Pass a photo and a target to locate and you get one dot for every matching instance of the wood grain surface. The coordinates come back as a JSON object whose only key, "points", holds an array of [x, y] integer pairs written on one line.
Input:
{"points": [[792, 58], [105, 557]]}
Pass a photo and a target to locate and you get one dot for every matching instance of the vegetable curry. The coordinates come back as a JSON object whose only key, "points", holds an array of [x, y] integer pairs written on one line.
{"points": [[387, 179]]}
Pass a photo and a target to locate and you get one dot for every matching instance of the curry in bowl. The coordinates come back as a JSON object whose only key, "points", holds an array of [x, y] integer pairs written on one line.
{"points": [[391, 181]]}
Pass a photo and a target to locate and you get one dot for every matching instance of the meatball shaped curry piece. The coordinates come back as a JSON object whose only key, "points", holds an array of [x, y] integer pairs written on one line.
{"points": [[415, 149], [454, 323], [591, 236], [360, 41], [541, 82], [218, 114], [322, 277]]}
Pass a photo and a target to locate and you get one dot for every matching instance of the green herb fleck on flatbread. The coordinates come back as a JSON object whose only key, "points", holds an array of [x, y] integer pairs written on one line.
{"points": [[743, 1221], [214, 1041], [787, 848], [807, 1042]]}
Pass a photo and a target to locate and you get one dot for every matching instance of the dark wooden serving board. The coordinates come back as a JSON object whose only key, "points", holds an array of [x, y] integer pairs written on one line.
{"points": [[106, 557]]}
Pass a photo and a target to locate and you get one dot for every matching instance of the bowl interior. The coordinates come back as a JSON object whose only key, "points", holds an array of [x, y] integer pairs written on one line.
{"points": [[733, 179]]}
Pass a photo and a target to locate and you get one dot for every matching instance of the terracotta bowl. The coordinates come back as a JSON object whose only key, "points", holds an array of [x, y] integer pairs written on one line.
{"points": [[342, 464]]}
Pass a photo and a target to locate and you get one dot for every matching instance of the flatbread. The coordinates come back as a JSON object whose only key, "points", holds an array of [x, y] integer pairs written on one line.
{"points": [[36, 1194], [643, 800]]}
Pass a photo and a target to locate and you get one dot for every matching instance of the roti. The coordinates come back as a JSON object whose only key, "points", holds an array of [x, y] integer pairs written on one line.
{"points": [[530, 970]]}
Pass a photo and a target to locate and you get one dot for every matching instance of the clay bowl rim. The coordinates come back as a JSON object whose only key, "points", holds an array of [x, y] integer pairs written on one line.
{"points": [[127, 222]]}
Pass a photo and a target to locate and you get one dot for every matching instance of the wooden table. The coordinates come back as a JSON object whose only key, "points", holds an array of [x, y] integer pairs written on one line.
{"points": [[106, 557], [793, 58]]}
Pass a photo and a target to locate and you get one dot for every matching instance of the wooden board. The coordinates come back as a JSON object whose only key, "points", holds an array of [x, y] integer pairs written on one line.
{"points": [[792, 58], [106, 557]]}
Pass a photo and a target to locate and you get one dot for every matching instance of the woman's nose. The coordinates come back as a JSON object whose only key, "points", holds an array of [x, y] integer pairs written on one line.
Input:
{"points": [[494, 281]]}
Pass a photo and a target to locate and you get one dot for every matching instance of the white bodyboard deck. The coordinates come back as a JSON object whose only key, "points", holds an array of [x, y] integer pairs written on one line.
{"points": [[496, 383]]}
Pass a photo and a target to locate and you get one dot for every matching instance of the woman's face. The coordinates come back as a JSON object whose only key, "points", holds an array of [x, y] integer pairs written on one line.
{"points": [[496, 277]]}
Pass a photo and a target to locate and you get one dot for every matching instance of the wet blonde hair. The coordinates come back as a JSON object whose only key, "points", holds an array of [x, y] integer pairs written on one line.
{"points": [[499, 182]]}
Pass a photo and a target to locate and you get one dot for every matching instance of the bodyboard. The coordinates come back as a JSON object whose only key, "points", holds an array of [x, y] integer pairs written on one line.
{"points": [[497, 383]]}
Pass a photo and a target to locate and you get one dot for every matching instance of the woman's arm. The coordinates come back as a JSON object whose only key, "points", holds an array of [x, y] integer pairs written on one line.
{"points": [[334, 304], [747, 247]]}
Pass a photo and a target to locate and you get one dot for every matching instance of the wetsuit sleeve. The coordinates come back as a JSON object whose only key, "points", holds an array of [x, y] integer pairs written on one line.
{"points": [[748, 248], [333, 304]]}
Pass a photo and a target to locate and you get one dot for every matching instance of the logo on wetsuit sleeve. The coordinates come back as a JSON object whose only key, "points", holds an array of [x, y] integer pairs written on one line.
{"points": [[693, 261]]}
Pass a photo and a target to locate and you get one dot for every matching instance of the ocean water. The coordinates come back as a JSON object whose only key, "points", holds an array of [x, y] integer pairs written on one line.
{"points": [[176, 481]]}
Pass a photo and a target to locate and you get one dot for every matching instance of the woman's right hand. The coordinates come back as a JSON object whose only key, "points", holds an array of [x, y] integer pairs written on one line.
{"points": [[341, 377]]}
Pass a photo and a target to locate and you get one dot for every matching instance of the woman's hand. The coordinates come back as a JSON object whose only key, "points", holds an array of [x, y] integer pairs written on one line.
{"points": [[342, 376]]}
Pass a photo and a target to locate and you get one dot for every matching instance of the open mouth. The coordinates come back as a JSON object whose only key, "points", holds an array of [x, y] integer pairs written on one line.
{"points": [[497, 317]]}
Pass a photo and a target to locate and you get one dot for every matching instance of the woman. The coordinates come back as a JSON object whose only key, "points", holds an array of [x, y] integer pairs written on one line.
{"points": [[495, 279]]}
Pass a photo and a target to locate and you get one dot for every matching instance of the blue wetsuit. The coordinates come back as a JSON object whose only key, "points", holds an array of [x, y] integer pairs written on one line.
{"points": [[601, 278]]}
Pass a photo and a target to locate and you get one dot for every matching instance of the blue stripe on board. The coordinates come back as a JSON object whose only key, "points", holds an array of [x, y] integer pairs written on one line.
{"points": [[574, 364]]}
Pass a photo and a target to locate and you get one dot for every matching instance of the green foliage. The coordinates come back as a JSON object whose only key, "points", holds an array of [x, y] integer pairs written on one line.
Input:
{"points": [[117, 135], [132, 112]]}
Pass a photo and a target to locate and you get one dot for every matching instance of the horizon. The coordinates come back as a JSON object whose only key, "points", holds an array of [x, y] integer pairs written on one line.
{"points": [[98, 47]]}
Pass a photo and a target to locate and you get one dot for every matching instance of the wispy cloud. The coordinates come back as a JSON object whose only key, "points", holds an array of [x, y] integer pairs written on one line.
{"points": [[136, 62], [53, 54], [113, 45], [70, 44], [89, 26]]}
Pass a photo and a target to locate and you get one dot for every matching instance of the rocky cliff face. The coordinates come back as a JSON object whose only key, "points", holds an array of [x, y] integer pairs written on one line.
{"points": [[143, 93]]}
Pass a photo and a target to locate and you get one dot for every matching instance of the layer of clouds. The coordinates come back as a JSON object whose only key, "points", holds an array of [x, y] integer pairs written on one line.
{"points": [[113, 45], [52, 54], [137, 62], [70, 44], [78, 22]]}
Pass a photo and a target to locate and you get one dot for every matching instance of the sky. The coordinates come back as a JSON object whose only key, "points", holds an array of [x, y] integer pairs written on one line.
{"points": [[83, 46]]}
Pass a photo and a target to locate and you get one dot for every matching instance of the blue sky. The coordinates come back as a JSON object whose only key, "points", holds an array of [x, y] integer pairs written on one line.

Job: Each record above should be returned exactly as it appears.

Solution to this problem:
Pass a photo and a target to locate and you get one dot for every matching instance of the wood grain surface. The coordinates come back as a JSON object whose only key, "points", holds an array of [x, y] integer pairs written on one line.
Input:
{"points": [[792, 58], [105, 557]]}
Pass a photo and a target to locate and you get one dot for every matching instance of the vegetable curry. The coordinates come back as a JSON object whose only key, "points", holds an array of [x, y] integer pairs written on one line.
{"points": [[387, 179]]}
Pass a photo and a target to locate and you get one dot for every matching instance of the curry in bowl. The coordinates come back as a JSON object whose only key, "points", holds an array of [x, y] integer pairs written on one line.
{"points": [[391, 181]]}
Pass a photo and a target to locate and you get one dot for every matching instance of the meatball shaped curry piece. The coordinates come back as a JSON object whose only key, "points", holds an array of [x, y] integer pairs written on one line.
{"points": [[415, 149], [454, 323], [591, 236], [360, 41], [541, 82], [218, 114], [322, 277]]}
Pass a photo and a target to locate and you get one dot for every matching instance of the green herb fleck on flatbread. The coordinates come back as a JSON object whose only key, "points", holds an array of [x, y] integer pairs written on one line.
{"points": [[743, 1221], [214, 1041], [787, 848], [807, 1042]]}
Pass a photo and a target to locate and you get one dot for every matching instance of the dark wooden serving board. The coordinates come back as a JSON object whose only key, "points", holds an array of [x, y] integer pairs written on one line.
{"points": [[106, 557]]}
Pass a photo and a target to locate and you get one dot for every matching instance of the bowl interior. The coordinates come back as a JSON object whose only key, "points", holds an array of [x, y] integer pairs written on one line.
{"points": [[733, 179]]}
Pass a photo and a target to locate and you get one dot for every matching instance of the terracotta bowl. The coordinates come back as a JSON object whose only key, "points", holds an array of [x, y] integer pairs written on one line.
{"points": [[342, 464]]}
Pass a photo and a target to locate and you get one dot for every matching instance of the flatbread. The coordinates come back as a JSON object whose only key, "points", holds an array of [x, y] integer pairs written on one line.
{"points": [[36, 1194], [643, 800]]}
Pass a photo and a target to locate and you get one dot for every matching instance of the roti. The coordinates come back as a JSON object whose only key, "points", holds an array of [x, y] integer pairs written on one line.
{"points": [[530, 970]]}
Pass a photo and a target to locate and you get one dot for every matching instance of the clay bowl rim. The coordinates come back as a JSON object whose only key, "points", holds an array of [x, y] integer pairs written on one line.
{"points": [[127, 222]]}
Pass a photo and a target to locate and you get one dot for every matching instance of the wooden table. The coordinates come back as a JSON object whose only key, "points", holds an array of [x, y] integer pairs written on one line.
{"points": [[106, 557], [793, 58]]}
Pass a photo and a target to locate and you get one dot for every matching instance of the wooden board. The coordinates come back as a JSON object whose only key, "points", holds an array of [x, y] integer pairs written on one line.
{"points": [[792, 58], [106, 557]]}
Pass a photo and a target to locate and you get one dot for every matching instance of the woman's nose. The coordinates come back as a JSON object whose only key, "points", holds an array of [x, y] integer pairs written on one line.
Input:
{"points": [[494, 281]]}
Pass a photo and a target to locate and you get one dot for every matching instance of the white bodyboard deck. The coordinates come back as a JSON object whose only key, "points", holds an array of [x, y] integer pairs written on one line.
{"points": [[496, 383]]}
Pass a photo and a target to locate and you get one dot for every matching instance of the woman's face. The coordinates come back as a JSON object whose only key, "points", holds an array of [x, y] integer pairs written on one line.
{"points": [[496, 277]]}
Pass a photo and a target to locate and you get one dot for every matching instance of the wet blonde hair. The coordinates come back as a JSON object whose only key, "points", holds an array of [x, y] integer pairs written on one line.
{"points": [[499, 182]]}
Pass a photo and a target to locate and you get one dot for every matching instance of the bodyboard. The coordinates come back as a JSON object whose only key, "points", holds an array of [x, y] integer pairs written on one line.
{"points": [[497, 383]]}
Pass a photo and a target to locate and you get one dot for every matching instance of the woman's arm. The coordinates come back as a JSON object whose only key, "points", holds an array of [x, y] integer pairs written on one line.
{"points": [[334, 304], [747, 247]]}
Pass a photo and a target to locate and you get one dot for every matching instance of the wetsuit sleeve. The coordinates come back as a JSON object whose only key, "points", holds an array of [x, y] integer pairs written on one line.
{"points": [[748, 248], [333, 304]]}
Pass a photo and a target to locate and you get one dot for every matching instance of the logo on wetsuit sleeve. The coordinates come back as a JSON object whose only key, "points", holds an array of [x, y] integer pairs written on one line.
{"points": [[693, 261]]}
Pass a photo and a target to locate and you get one dot for every matching instance of the ocean water. The coordinates come back as a JSON object whose only key, "points", holds an array of [x, y] integer pairs written on one line.
{"points": [[176, 481]]}
Pass a photo and a target to locate and you get one dot for every matching instance of the woman's right hand. The coordinates come back as a JSON object whose only key, "points", holds an array of [x, y] integer pairs written on one line.
{"points": [[341, 377]]}
Pass a photo and a target to locate and you get one dot for every matching instance of the woman's hand. The coordinates come back as a JSON object whose only key, "points", holds an array of [x, y] integer pairs written on one line.
{"points": [[342, 376]]}
Pass a photo and a target to locate and you get one dot for every matching instance of the open mouth. The coordinates come back as a JSON object whose only key, "points", holds an array of [x, y] integer pairs written on one line.
{"points": [[497, 317]]}
Pass a photo and a target to locate and you get one dot for every matching instance of the woman. The coordinates come back as a JSON object whose only key, "points", holds an array of [x, y] integer pairs written on one line.
{"points": [[495, 279]]}
Pass a photo and a target to locate and you get one dot for every matching instance of the blue wetsuit. The coordinates come back as a JSON object whose only key, "points", holds an array of [x, y] integer pairs written on one line.
{"points": [[601, 278]]}
Pass a photo and a target to locate and you get one dot for every matching instance of the blue stripe on board. The coordinates come back as a JSON object whose only key, "points", holds an array of [x, y] integer pairs written on one line.
{"points": [[574, 364]]}
Pass a photo and a target to locate and you get one dot for every matching instance of the green foliage. The coordinates come back as a JSON object whose only key, "points", holds an array of [x, y] integer pairs written on one line.
Input:
{"points": [[117, 135], [132, 112]]}
Pass a photo and a target to locate and you get one dot for every matching instance of the horizon. The coordinates come back as a JSON object whose only key, "points", holds an array of [x, y] integer pairs written on one line.
{"points": [[98, 47]]}
Pass a photo and a target to locate and you get one dot for every matching instance of the wispy cloud. The coordinates come back as a JSON object whose only key, "points", holds an array of [x, y] integer pairs written on one line.
{"points": [[136, 62], [53, 54], [113, 45], [70, 44], [89, 26]]}
Pass a photo and a target to locate and you get one dot for every matching instance of the rocky cliff face. The coordinates come back as a JSON object whose only key, "points", holds an array of [x, y] integer pairs written on one line.
{"points": [[143, 93]]}
Pass a photo and a target to locate and you get one dot for every matching instance of the layer of clouds. The coordinates come back as a JSON object whose only key, "points", holds an array of [x, y] integer pairs written on one line.
{"points": [[113, 45], [52, 54], [137, 62], [70, 44], [78, 22]]}
Pass a photo and a target to locate and you get one dot for every matching instance of the sky. The coordinates come back as a JSON object whose only key, "points", holds an array of [x, y] integer pairs written on one line.
{"points": [[83, 46]]}
Pass a photo and a target to locate and you get one dot for every matching instance of the blue sky. The coordinates come back as a JSON object whose only key, "points", holds an array of [x, y] integer pairs written on one line.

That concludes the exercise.